▶ [Your task]: Rewrite the rows below as a numbered list without the blank lines. Leave the pictures out.

(Saved data entries)
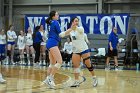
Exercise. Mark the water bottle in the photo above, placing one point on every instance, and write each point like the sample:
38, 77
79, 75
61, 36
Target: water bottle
137, 66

▶ [Task output]:
1. Exercise. Mark the water bottle in the photo above, placing one point on every instance, and write each point like the sample:
2. 38, 77
3. 79, 75
4. 61, 36
5. Target: water bottle
6. 137, 66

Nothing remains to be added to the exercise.